▸ **Aim**: Render the following material again verbatim, leaving nothing out.

▸ **Information shown**:
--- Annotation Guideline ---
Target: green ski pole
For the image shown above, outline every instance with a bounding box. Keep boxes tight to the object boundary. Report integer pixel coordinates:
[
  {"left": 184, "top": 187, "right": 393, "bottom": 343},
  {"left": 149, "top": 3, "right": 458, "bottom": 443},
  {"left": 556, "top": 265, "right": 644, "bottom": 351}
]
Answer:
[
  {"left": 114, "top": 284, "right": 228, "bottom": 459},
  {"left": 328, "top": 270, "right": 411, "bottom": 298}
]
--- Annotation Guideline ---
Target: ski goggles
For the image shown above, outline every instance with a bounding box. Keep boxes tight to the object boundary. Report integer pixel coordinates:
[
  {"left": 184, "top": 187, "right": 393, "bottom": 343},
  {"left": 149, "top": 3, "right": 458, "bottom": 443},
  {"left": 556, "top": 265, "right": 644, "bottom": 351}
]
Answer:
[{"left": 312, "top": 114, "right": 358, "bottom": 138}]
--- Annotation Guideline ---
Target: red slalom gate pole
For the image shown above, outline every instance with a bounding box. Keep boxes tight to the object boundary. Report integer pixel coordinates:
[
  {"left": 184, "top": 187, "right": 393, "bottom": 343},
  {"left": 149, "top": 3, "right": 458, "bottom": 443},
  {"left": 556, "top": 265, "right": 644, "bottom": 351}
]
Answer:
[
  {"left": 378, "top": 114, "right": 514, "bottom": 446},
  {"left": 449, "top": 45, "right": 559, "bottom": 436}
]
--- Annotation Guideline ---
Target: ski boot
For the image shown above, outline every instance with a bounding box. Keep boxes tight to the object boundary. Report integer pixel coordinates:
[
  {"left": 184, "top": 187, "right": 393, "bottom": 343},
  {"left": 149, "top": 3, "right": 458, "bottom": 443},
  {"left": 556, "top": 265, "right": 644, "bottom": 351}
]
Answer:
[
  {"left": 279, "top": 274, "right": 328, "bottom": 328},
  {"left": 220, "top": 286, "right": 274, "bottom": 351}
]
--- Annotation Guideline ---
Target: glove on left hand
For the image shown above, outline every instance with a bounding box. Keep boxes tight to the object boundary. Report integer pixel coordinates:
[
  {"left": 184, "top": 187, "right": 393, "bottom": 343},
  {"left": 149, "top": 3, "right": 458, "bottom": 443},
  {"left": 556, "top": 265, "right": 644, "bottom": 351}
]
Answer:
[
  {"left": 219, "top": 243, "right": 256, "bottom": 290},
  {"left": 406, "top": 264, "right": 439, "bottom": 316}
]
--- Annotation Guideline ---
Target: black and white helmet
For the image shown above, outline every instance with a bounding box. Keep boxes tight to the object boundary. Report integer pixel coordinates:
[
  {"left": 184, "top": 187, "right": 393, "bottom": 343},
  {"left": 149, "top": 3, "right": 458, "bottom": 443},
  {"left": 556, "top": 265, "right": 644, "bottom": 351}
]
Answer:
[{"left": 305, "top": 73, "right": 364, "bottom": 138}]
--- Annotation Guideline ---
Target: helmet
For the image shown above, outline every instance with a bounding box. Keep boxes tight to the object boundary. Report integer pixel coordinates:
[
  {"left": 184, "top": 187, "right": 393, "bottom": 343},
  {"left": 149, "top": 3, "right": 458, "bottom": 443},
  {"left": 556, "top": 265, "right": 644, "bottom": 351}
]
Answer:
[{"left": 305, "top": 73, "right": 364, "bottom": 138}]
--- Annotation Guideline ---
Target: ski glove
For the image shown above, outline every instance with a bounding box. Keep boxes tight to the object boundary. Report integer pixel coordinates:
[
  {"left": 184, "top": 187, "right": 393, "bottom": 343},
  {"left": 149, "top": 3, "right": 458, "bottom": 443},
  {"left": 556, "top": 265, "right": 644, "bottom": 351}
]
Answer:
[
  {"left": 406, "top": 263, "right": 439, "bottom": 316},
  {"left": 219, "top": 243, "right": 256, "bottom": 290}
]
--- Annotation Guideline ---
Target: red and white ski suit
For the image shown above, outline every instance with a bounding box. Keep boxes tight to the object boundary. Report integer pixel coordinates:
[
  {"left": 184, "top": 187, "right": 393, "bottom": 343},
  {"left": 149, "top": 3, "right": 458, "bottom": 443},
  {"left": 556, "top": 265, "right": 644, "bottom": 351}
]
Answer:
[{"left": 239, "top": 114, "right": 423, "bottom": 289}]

▸ **Response**:
--- Annotation Guideline ---
Target: green ski pole
For the image shown above, outline every instance with a bounding box. Keep boxes tight to the object boundary. Report integer pixel coordinates:
[
  {"left": 184, "top": 187, "right": 393, "bottom": 343},
  {"left": 149, "top": 3, "right": 458, "bottom": 443},
  {"left": 556, "top": 265, "right": 644, "bottom": 351}
]
Answer:
[
  {"left": 114, "top": 284, "right": 228, "bottom": 459},
  {"left": 328, "top": 270, "right": 411, "bottom": 298}
]
--- Annotation Guideline ---
Target: ski goggles
For the image shown above, outline every instance with a bounding box. Keep boxes tight to the object boundary. Report integer pixel coordinates:
[
  {"left": 184, "top": 187, "right": 393, "bottom": 343},
  {"left": 149, "top": 3, "right": 458, "bottom": 443},
  {"left": 556, "top": 265, "right": 644, "bottom": 351}
]
Answer:
[{"left": 312, "top": 114, "right": 358, "bottom": 138}]
--- Annotation Guideline ---
Target: red slalom gate pole
For the image shown above, outline every instance with a bounding box. Keep boxes tight to the object boundary. Report integer pixel coordinates:
[
  {"left": 184, "top": 187, "right": 393, "bottom": 343},
  {"left": 149, "top": 3, "right": 458, "bottom": 443},
  {"left": 556, "top": 265, "right": 644, "bottom": 351}
]
Answer:
[
  {"left": 378, "top": 114, "right": 514, "bottom": 446},
  {"left": 449, "top": 45, "right": 559, "bottom": 436}
]
--- Annotation Guideline ---
Target: ski boot
For the image shown above, outline every instance with a bounding box. Keep boxes tight to the object boundary. Report integer pixel coordinates:
[
  {"left": 184, "top": 187, "right": 393, "bottom": 343},
  {"left": 149, "top": 3, "right": 458, "bottom": 443},
  {"left": 556, "top": 265, "right": 644, "bottom": 351}
]
Answer:
[
  {"left": 279, "top": 274, "right": 328, "bottom": 328},
  {"left": 220, "top": 286, "right": 274, "bottom": 351}
]
--- Annotation Guideline ---
Target: glove on left hand
For the image shown above, outline every instance with a bounding box. Keep boxes tight to the object boundary. Report integer pixel coordinates:
[
  {"left": 184, "top": 187, "right": 393, "bottom": 343},
  {"left": 149, "top": 3, "right": 458, "bottom": 443},
  {"left": 556, "top": 265, "right": 644, "bottom": 351}
]
Answer:
[
  {"left": 219, "top": 243, "right": 256, "bottom": 290},
  {"left": 406, "top": 264, "right": 439, "bottom": 316}
]
--- Annotation Guideline ---
Target: black and white helmet
For the image shown above, outline every instance with a bounding box. Keep boxes tight to the object boundary. Report integer pixel coordinates:
[
  {"left": 184, "top": 187, "right": 393, "bottom": 343},
  {"left": 149, "top": 3, "right": 458, "bottom": 443},
  {"left": 556, "top": 265, "right": 644, "bottom": 351}
]
Answer:
[{"left": 305, "top": 73, "right": 364, "bottom": 138}]
--- Annotation Guideline ---
Target: helmet
For the image shown above, outline every instance with a bounding box. Keep boxes tight to the object boundary. Report integer pixel coordinates:
[
  {"left": 184, "top": 187, "right": 393, "bottom": 343},
  {"left": 149, "top": 3, "right": 458, "bottom": 443},
  {"left": 556, "top": 265, "right": 644, "bottom": 351}
]
Answer:
[{"left": 305, "top": 73, "right": 364, "bottom": 138}]
--- Annotation Guideline ---
Target: ski glove
For the image shown above, outline every instance with a bounding box. Keep boxes tight to the object boundary. Report integer pixel coordinates:
[
  {"left": 184, "top": 187, "right": 393, "bottom": 343},
  {"left": 149, "top": 3, "right": 458, "bottom": 443},
  {"left": 556, "top": 265, "right": 644, "bottom": 351}
]
Answer:
[
  {"left": 406, "top": 263, "right": 439, "bottom": 316},
  {"left": 219, "top": 243, "right": 256, "bottom": 290}
]
--- Annotation Guideline ---
Target: red and white ski suit
For the image shown above, outline every instance with a bounding box. Keep boxes tight to the object boundary. Report integer pixel coordinates:
[
  {"left": 184, "top": 187, "right": 393, "bottom": 343},
  {"left": 149, "top": 3, "right": 458, "bottom": 443},
  {"left": 556, "top": 265, "right": 644, "bottom": 351}
]
Answer:
[{"left": 239, "top": 114, "right": 423, "bottom": 289}]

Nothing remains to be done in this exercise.